Tarefa A:
No artigo sobre a normalização do domínio criminoso, reescreva em forma de lista o parágrafo que começa com "Três levantamentos divulgados", mantendo seus fatos principais.
Tarefa B:
Dê prosseguimento ao artigo sobre a normalização do domínio criminoso, a partir da última frase apresentada.

A normalização do inaceitável
por Tatiana Mendes Cunha
Nos últimos dias, uma notícia causou perplexidade: um condomínio em Madureira, no Rio de Janeiro, convocou reunião de moradores para aprovar uma taxa mensal de R$ 1.800 destinada ao tráfico da região. O único item na pauta era esse. E foi tratado como algo natural, uma despesa ordinária.
Esse é o retrato de uma realidade que vem sendo assimilada como normal. O domínio territorial por grupos criminosos virou parte da rotina de milhões de brasileiros, como se fosse uma consequência inevitável da vida urbana. Mas não é. E não pode ser.
É um erro conceitual admitir que existam áreas ocupadas por facções criminosas ou milícias, como se fossem entidades paralelas com legitimidade. O uso dessa linguagem já é, por si só, sintoma da gravidade do problema.
Três levantamentos divulgados no último ano revelam a atuação de 72 organizações criminosas no país. Cerca de 23 milhões de pessoas relataram viver em áreas dominadas por esses grupos. Praticamente todos os estados da federação têm presença forte de facções ou milícias.

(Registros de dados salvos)
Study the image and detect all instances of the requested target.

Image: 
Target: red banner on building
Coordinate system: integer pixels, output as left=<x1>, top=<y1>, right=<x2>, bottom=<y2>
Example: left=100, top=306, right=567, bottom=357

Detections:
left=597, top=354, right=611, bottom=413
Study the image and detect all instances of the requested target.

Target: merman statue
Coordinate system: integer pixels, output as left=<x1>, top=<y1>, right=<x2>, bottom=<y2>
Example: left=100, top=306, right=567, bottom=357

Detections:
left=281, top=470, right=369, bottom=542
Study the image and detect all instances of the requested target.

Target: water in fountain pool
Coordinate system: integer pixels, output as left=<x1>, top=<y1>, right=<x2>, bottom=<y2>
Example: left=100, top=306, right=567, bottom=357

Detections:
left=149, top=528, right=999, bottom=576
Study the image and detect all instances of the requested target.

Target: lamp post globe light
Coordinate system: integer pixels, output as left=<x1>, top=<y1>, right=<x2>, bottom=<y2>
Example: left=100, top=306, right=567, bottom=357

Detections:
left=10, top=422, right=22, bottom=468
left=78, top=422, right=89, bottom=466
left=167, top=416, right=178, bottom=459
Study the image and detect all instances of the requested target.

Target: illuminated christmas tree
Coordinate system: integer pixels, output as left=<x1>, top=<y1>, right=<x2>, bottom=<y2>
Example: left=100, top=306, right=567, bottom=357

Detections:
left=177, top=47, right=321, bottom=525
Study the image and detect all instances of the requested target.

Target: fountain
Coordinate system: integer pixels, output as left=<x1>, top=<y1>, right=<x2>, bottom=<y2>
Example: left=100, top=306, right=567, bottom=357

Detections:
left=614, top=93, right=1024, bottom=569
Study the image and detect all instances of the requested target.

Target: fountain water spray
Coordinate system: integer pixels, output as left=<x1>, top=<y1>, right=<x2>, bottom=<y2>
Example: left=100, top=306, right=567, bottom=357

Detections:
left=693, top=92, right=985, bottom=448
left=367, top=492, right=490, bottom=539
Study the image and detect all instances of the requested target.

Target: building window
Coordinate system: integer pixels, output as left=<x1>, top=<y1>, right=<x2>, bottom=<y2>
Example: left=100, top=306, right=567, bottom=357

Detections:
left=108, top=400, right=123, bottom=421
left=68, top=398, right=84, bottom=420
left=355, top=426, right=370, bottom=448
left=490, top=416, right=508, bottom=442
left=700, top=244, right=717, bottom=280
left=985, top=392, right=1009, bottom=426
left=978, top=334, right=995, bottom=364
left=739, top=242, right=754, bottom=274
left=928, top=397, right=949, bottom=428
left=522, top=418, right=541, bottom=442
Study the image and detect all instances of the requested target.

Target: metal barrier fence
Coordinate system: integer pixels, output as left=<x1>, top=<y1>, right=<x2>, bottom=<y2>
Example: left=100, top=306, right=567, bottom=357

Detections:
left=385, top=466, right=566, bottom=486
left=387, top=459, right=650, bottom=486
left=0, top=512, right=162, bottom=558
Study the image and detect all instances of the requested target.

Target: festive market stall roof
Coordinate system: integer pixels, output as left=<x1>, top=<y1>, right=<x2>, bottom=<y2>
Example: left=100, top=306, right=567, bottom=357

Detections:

Resposta esperada A:
- Três levantamentos divulgados no último ano apontam 72 organizações criminosas atuando no país.
- Cerca de 23 milhões de pessoas afirmam viver em áreas dominadas por esses grupos.
- Quase todos os estados da federação têm forte presença de facções ou milícias.

Resposta esperada B:
A perda de controle é evidente. E ela não se limita à ausência do Estado nos territórios. Ela se reflete também na infiltração dessas organizações nas estruturas políticas e econômicas, nas instituições públicas, e na dinâmica do poder local.
Acredito que não há enfrentamento eficaz sem coordenação nacional. É dever da União utilizar todos os instrumentos disponíveis: Polícia Federal, Polícia Rodoviária Federal, Ministério Público, Receita, Coaf. É preciso mapear, rastrear o fluxo de dinheiro, identificar lideranças e desarticular redes.
Discutir esse tema não é exagero. É reconhecer que estamos diante de um processo silencioso de rendição. E que chamar de normal o que é criminoso só fortalece o domínio daqueles que atuam à margem da lei.
Não pode haver grupos armados dominando nenhum território do país. Nenhum.